■ **PAGE**:

:::::

# What Moral Values?



## LadyMeg (Aug 11, 2002)

*To All,

All the books and even the movies have morals to them, for me that nothing is impossible, to those who wish for things hard enough.

Isn't it said the Universe gives you what you need, not what you want in life, also the hobbits seemed the least likely people to have the ring of power, and Frodo bravely takes the heavy burden of the ring, while his friend Samwise is the true friend that wants to bare the burden also, seeing the ring harm his friend is too much for Samwise, and he would rather take the responsibility on himself, than see what it is doing to Frodo.

True friendship at it's best! and so inspiring as well Arragon and Legolas have not given up on finding Frodo again but realise they have their own course in history to follow and must rescue the other two from those terrible Orcs, this book is so exciting yet so much heart in what it says.

What morals do you feel The Lord Of The Rings is trying to say!

Your Kind Regards: LadyMeg*


----------



## Ariana Undomiel (Aug 12, 2002)

There are so many morals portrayed in the Lord of the Rings Trilogy. Friendship, loyalty, honesty, selflessness, devotional love, obedience, humility - these are just to name a few. Also one of the overall themes is that power corrupts and absolute power corrupts absolutely. 

~Ariana


----------



## HLGStrider (Aug 13, 2002)

That life is precious, I suppose, even the smallest lives.


----------



## pohuist (Aug 13, 2002)

> _Originally posted by Ariana Undomiel _
> *. Also one of the overall themes is that power corrupts and absolute power corrupts absolutely.
> 
> ~Ariana *



You took the words right out of my mouth. I think that's the most important moral of the story. (the rest are everpresent in many other literary works)


----------



## Gothmog (Aug 14, 2002)

> _Originally posted by Ariana Undomiel _
> *Also one of the overall themes is that power corrupts and absolute power corrupts absolutely.
> 
> ~Ariana *



This is an interesting point but I ask one question of you. Who in Middle-earth had 'Absolute Power'?

The Elves obviously did not and nor did Gandalf who was of the same kindred as Sauron. The One Ring could not have given Sauron much more power than he had in himself or he could have chalanged the Valar themselves. If that were the case then the Valar would have had to return to Middle-earth to deal with Sauron not send weakened Maia to do the job. Infact, going through all the books None in Arda had 'Absolute Power'. Not even Melkor who in the begining was the Greatest of the Ainur.

:::::

■ **SUPPLIED DATA**:
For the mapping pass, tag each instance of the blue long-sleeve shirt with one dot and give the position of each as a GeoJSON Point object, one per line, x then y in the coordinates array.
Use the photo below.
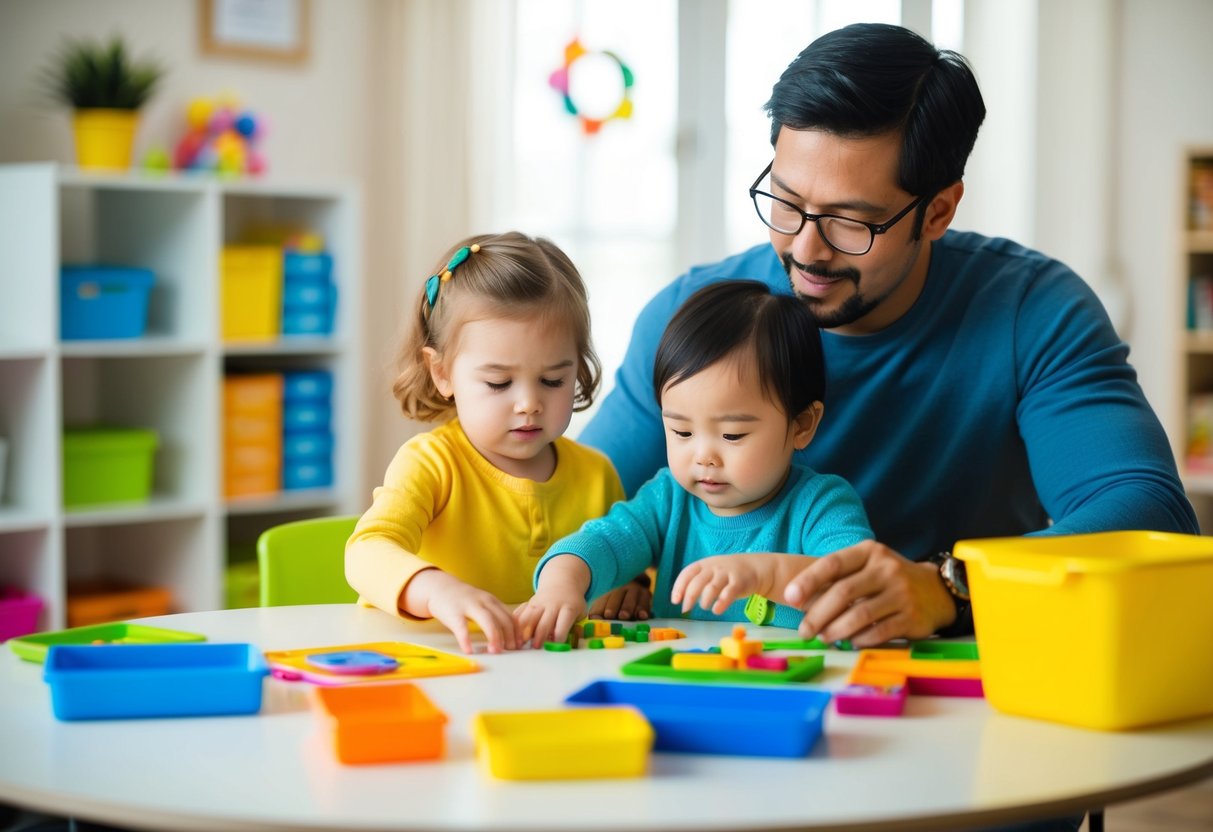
{"type": "Point", "coordinates": [667, 528]}
{"type": "Point", "coordinates": [1000, 402]}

:::::

■ **INSTRUCTIONS FOR THE TASK**: Repeat everything from "## LadyMeg (Aug" down to "things hard enough." in the thread, swapping "impossible" for "out of reach".

■ **REPLY**:
## LadyMeg (Aug 11, 2002)

*To All,

All the books and even the movies have morals to them, for me that nothing is out of reach, to those who wish for things hard enough.